--- Start ---

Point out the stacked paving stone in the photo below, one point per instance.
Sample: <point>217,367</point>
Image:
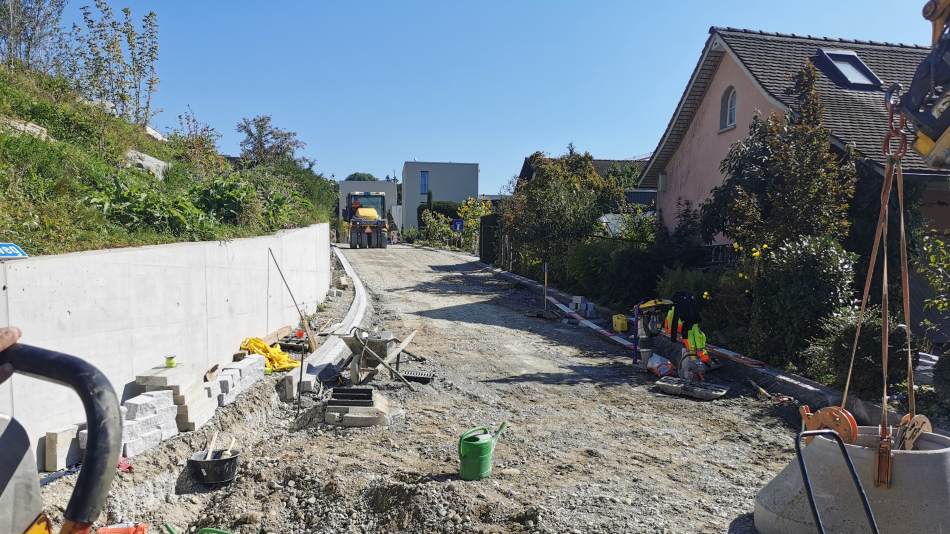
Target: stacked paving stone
<point>147,420</point>
<point>175,400</point>
<point>193,402</point>
<point>236,377</point>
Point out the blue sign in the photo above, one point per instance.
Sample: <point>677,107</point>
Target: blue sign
<point>9,250</point>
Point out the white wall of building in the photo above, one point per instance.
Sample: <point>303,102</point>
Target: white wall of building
<point>123,310</point>
<point>448,181</point>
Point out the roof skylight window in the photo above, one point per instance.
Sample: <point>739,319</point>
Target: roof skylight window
<point>851,68</point>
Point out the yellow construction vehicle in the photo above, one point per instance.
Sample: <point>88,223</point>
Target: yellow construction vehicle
<point>366,214</point>
<point>925,105</point>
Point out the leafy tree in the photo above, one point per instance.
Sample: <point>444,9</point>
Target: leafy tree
<point>361,177</point>
<point>783,181</point>
<point>863,214</point>
<point>29,31</point>
<point>266,143</point>
<point>625,176</point>
<point>471,212</point>
<point>561,203</point>
<point>113,62</point>
<point>803,282</point>
<point>197,143</point>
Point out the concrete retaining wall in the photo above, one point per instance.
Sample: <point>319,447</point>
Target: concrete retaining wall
<point>125,309</point>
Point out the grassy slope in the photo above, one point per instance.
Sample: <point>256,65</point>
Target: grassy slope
<point>46,187</point>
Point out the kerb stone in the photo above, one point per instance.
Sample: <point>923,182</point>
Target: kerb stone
<point>140,407</point>
<point>62,448</point>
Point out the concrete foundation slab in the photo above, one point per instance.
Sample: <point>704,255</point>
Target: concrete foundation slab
<point>139,407</point>
<point>163,398</point>
<point>916,502</point>
<point>62,448</point>
<point>144,443</point>
<point>382,413</point>
<point>166,376</point>
<point>168,430</point>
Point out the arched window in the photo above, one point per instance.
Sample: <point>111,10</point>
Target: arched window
<point>727,113</point>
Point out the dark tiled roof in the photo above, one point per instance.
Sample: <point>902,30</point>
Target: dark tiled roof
<point>854,115</point>
<point>692,97</point>
<point>604,166</point>
<point>601,166</point>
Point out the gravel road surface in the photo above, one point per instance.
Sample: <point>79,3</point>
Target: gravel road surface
<point>591,445</point>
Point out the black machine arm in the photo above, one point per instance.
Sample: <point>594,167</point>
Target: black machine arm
<point>102,416</point>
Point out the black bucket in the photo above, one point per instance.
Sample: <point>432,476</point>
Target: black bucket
<point>217,470</point>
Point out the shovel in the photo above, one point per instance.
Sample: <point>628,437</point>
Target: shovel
<point>227,453</point>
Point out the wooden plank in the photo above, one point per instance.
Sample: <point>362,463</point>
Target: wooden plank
<point>391,357</point>
<point>272,338</point>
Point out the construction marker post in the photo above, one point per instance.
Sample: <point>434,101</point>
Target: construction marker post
<point>545,287</point>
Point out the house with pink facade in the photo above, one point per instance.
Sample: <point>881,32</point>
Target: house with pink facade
<point>742,73</point>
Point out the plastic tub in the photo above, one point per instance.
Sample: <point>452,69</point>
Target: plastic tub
<point>217,470</point>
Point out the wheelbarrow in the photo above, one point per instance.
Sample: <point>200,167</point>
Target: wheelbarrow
<point>371,351</point>
<point>171,530</point>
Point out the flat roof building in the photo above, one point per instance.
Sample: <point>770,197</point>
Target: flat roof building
<point>447,181</point>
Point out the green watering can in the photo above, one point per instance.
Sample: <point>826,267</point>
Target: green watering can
<point>475,452</point>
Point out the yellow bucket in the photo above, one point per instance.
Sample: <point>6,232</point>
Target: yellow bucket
<point>620,323</point>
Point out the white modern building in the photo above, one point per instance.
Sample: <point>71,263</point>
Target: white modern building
<point>447,181</point>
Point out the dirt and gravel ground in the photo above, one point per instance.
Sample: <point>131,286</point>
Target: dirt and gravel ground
<point>591,445</point>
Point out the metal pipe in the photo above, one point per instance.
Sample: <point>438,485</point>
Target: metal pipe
<point>854,475</point>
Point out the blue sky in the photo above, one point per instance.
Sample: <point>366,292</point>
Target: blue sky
<point>369,85</point>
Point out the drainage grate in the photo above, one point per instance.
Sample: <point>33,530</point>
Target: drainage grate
<point>421,377</point>
<point>351,397</point>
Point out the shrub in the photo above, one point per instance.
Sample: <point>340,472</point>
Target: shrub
<point>590,267</point>
<point>805,280</point>
<point>694,281</point>
<point>829,357</point>
<point>942,375</point>
<point>437,228</point>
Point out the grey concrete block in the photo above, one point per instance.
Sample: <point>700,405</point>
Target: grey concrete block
<point>226,382</point>
<point>166,415</point>
<point>187,412</point>
<point>62,448</point>
<point>213,389</point>
<point>140,407</point>
<point>235,374</point>
<point>242,367</point>
<point>198,421</point>
<point>166,376</point>
<point>168,430</point>
<point>134,428</point>
<point>162,398</point>
<point>192,394</point>
<point>144,443</point>
<point>285,388</point>
<point>183,383</point>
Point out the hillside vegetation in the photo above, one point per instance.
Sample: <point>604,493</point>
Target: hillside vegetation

--- End ---

Reproduce all of the data above word for word, leaving out the pictures.

Point out the stacked paving stone in the photo below, one point per instance.
Sample: <point>217,367</point>
Image:
Target: stacked paving stone
<point>147,420</point>
<point>175,400</point>
<point>193,402</point>
<point>236,377</point>
Point out the blue sign in the photo above, one point per instance.
Sample: <point>677,107</point>
Target: blue sign
<point>9,250</point>
Point out the white wall of building in the photo above, one point per instance.
Sample: <point>303,102</point>
Target: white wall of building
<point>123,310</point>
<point>448,181</point>
Point out the roof skylight window in the photo above, one point per instance.
Sample: <point>739,319</point>
Target: roof skylight window
<point>851,68</point>
Point out the yellow construction vehicle in the photo above, one point per instance.
Sample: <point>88,223</point>
Target: yellow construction vehicle
<point>366,214</point>
<point>925,105</point>
Point out the leafy tree in the photo above, one point per instance.
Sample: <point>444,9</point>
Target: leafy tree
<point>361,177</point>
<point>783,181</point>
<point>863,214</point>
<point>29,31</point>
<point>266,143</point>
<point>625,176</point>
<point>471,212</point>
<point>561,203</point>
<point>113,62</point>
<point>803,282</point>
<point>197,143</point>
Point out the concrete retaining wall in the photo above, one point per instance.
Sample: <point>319,447</point>
Target: concrete retaining wall
<point>125,309</point>
Point out the grassy slope in the photo above, one point per instance.
Sample: <point>256,65</point>
Target: grassy slope
<point>46,187</point>
Point out the kerb stone in the photo above, one point per instance.
Sample: <point>923,182</point>
Target: kerb stone
<point>140,407</point>
<point>62,448</point>
Point out the concrete foundation slab in the photo above, one point per instance.
Sample: <point>704,255</point>
Target: concrete foundation slab
<point>139,407</point>
<point>163,398</point>
<point>916,502</point>
<point>62,448</point>
<point>144,443</point>
<point>382,413</point>
<point>166,376</point>
<point>168,430</point>
Point out the arched window in the photo above, one point per instance.
Sample: <point>111,10</point>
Target: arched window
<point>727,113</point>
Point out the dark tiled roof in the photo above, one point per instance.
Sample: <point>902,30</point>
Target: dark tiled roof
<point>854,115</point>
<point>692,97</point>
<point>604,166</point>
<point>601,166</point>
Point out the gravel road surface in the photo above, one point per instance.
Sample: <point>79,3</point>
Target: gravel road surface
<point>591,445</point>
Point out the black machine arm in the photo above, one point per instance.
Sample: <point>594,167</point>
Target: black machine arm
<point>102,416</point>
Point out the black bucket in the photo above, one point per instance.
Sample: <point>432,476</point>
Target: black bucket
<point>217,470</point>
Point out the shovel in the photo above, one point per instance.
Sample: <point>628,437</point>
Target: shovel
<point>227,453</point>
Point out the wooden plank in the photo above, one point per instance.
Sample: <point>362,463</point>
Target: wooden plank
<point>391,357</point>
<point>272,338</point>
Point out the construction marker post in the photo above, one point per instance.
Sample: <point>434,101</point>
Target: construction marker post
<point>545,287</point>
Point out the house with pink facade in the photo above, one point per instance.
Sample: <point>881,32</point>
Target: house with pink facade
<point>742,73</point>
Point out the plastic tub in the photo above, one point per instance.
Sample: <point>452,69</point>
Target: plastic tub
<point>217,470</point>
Point out the wheelbarrow in the photo above, one point per instance.
Sample: <point>200,167</point>
Target: wheelbarrow
<point>371,351</point>
<point>171,530</point>
Point out the flat roof building in the photo above, one point per instance.
Sample: <point>770,197</point>
Target: flat roof building
<point>447,181</point>
Point out the green watering can in the photo above, one point per instance.
Sample: <point>826,267</point>
Target: green watering can
<point>475,452</point>
Point out the yellow bucket in the photo above, one point per instance.
Sample: <point>6,232</point>
Target: yellow bucket
<point>620,323</point>
Point out the white modern building in the photo above, one point per instance.
Sample: <point>71,263</point>
Target: white modern building
<point>447,181</point>
Point out the dirt and gravel ground in the photo above, one point per instance.
Sample: <point>131,286</point>
Target: dirt and gravel ground
<point>591,445</point>
Point out the metal pipe in the photo above, one point per instance.
Sample: <point>438,485</point>
Target: metal pipe
<point>854,475</point>
Point out the blue sky in the photo above, one point per instance.
Sample: <point>366,292</point>
Target: blue sky
<point>369,85</point>
Point out the drainage grate in the photo above, one point per instance.
Sample: <point>33,530</point>
Target: drainage grate
<point>421,377</point>
<point>351,397</point>
Point out the shrub in the photo above, one point per instance.
Sample: <point>340,472</point>
Target: shrub
<point>590,267</point>
<point>805,280</point>
<point>694,281</point>
<point>829,357</point>
<point>942,375</point>
<point>437,228</point>
Point out the grey concrete block in the photo above, one point per instance.
Sample: <point>700,405</point>
Target: grey concrete block
<point>226,382</point>
<point>166,415</point>
<point>187,412</point>
<point>62,448</point>
<point>213,389</point>
<point>140,407</point>
<point>235,374</point>
<point>242,367</point>
<point>198,421</point>
<point>166,376</point>
<point>168,430</point>
<point>134,428</point>
<point>162,398</point>
<point>192,394</point>
<point>144,443</point>
<point>285,388</point>
<point>183,383</point>
Point out the hillside vegetation in the photo above, one point per instance.
Sample: <point>604,493</point>
Target: hillside vegetation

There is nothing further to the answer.